(EXCERPT TO READ):

* * * *

Monkey Was Trapped Between Two Buildings For 25 Years
He finally took his first bath.
He waited in his hole, alone and nearly forgotten, for 25 years.
At least until Edwin Wiek, founder of Wildlife Friends Foundation Thailand (WFFT), received an email from a Bangkok resident worried about a monkey he had seen living in a "dark and dirty small hole in a slum," he said in a statement. With little information, the WFFT team headed to the city to find out what was going on.
The man led them to a crowded neighborhood where they found the monkey, whom they later named Joe, packed into the dark space between two walls. His little face was peering out from the wire that held him in.
"I have seen a lot of animal suffering in the last 17 years, but I would say that the condition the monkey was kept in was probably in the 'top 10' of most horrible cases," Wiek said.
The state they found Joe in was even worse than the picture they had originally seen, he added.
Wiek described Joe's so-called home as a "hellhole." The small cage, sandwiched between the two buildings, was less than 3 feet long. Joe had no water, and was in near darkness except for the the sun that filtered through his little wire window. He lived in dirt and feces, and photos show that the floor of his hole was a solid mass of garbage and filth.

* * * *

(THINGS TO DO):
1: Please write out the passage of the trapped-monkey story between "He waited in" and "was going on.", inclusive.
2: According to the trapped-monkey story, how long was the cage Joe was kept in?

(ENTRIES SHOWN):
* * * *

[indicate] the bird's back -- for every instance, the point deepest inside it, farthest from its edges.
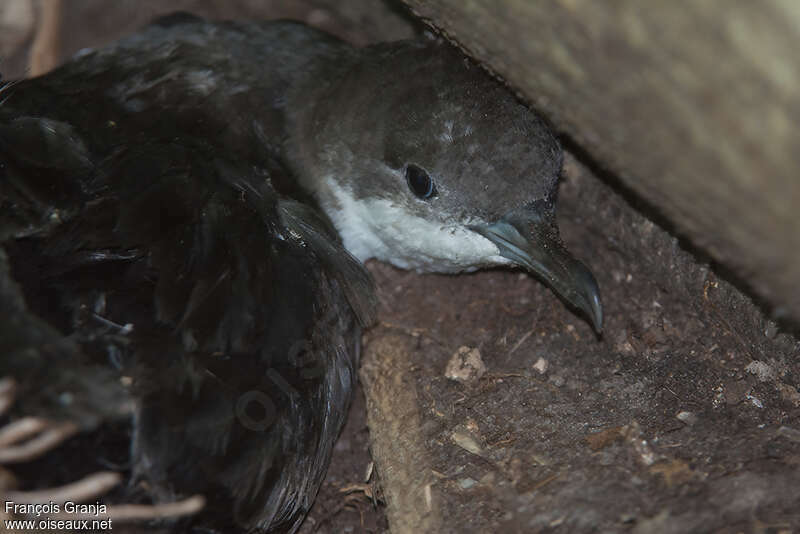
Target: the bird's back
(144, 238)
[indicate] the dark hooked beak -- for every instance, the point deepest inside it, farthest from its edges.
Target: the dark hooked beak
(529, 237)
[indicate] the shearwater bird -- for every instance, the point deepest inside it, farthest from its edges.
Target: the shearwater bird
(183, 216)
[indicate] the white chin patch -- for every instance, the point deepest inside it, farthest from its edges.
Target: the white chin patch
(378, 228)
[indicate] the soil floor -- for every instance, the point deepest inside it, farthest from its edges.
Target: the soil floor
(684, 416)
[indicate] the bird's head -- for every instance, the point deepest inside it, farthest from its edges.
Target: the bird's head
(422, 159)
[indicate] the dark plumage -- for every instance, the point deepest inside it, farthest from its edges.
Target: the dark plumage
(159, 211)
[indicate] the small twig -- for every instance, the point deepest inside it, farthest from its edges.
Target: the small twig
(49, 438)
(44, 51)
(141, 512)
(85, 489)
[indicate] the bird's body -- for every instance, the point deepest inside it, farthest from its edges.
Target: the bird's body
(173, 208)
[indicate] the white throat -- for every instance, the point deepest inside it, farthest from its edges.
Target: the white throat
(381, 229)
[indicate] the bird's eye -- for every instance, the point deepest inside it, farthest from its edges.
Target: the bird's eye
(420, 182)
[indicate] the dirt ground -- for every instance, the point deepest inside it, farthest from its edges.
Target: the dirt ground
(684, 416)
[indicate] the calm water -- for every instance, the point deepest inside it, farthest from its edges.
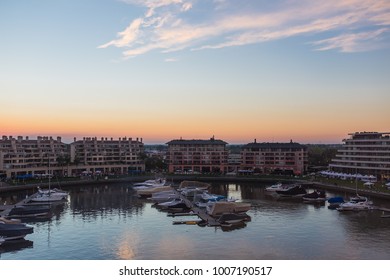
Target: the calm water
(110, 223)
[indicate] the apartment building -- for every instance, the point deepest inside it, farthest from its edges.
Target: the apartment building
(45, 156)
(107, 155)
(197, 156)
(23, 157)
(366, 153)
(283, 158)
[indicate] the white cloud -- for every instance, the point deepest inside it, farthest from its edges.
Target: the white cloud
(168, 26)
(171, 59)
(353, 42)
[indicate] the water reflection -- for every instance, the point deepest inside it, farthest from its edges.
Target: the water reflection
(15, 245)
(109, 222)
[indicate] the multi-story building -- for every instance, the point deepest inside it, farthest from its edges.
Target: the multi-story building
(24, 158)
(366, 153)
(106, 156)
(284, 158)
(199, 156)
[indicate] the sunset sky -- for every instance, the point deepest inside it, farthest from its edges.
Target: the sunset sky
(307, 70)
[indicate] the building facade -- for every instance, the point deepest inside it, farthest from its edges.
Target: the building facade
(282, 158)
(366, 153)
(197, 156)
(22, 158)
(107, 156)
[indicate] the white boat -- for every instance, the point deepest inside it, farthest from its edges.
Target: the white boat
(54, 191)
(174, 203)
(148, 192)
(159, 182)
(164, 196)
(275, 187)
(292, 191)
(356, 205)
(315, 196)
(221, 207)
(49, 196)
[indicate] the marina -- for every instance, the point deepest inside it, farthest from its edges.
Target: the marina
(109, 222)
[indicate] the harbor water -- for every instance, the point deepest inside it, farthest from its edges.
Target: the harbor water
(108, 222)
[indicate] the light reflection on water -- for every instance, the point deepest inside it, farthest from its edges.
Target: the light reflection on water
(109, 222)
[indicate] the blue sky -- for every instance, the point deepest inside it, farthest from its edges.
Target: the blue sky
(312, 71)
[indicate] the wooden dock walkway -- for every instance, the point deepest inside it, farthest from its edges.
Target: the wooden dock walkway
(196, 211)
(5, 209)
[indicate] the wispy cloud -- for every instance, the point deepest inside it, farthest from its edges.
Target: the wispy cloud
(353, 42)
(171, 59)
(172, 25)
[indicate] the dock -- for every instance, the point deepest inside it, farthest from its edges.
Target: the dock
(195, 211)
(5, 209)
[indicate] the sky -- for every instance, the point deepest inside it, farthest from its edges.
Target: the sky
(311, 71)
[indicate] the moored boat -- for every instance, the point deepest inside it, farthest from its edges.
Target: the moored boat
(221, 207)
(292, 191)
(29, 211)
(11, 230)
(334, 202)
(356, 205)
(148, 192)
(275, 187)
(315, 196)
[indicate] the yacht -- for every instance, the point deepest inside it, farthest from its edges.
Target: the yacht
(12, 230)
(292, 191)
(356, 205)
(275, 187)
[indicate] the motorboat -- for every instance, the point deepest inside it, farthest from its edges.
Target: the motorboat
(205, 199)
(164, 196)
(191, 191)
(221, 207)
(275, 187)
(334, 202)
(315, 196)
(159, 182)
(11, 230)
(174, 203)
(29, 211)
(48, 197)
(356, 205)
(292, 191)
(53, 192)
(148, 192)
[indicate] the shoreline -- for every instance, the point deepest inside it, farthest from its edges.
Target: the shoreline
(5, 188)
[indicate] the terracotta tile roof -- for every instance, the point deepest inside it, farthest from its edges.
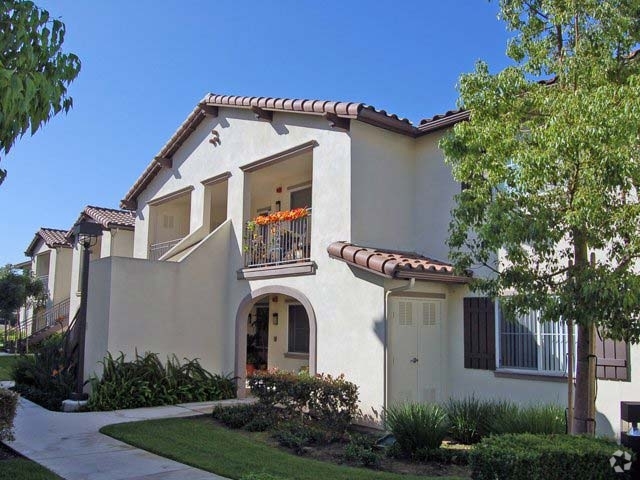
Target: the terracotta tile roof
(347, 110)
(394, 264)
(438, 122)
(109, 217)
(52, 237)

* * * *

(RESULTS BY TASK):
1:
He waited in his hole, alone and nearly forgotten, for 25 years.
At least until Edwin Wiek, founder of Wildlife Friends Foundation Thailand (WFFT), received an email from a Bangkok resident worried about a monkey he had seen living in a "dark and dirty small hole in a slum," he said in a statement. With little information, the WFFT team headed to the city to find out what was going on.

2: It was less than 3 feet long.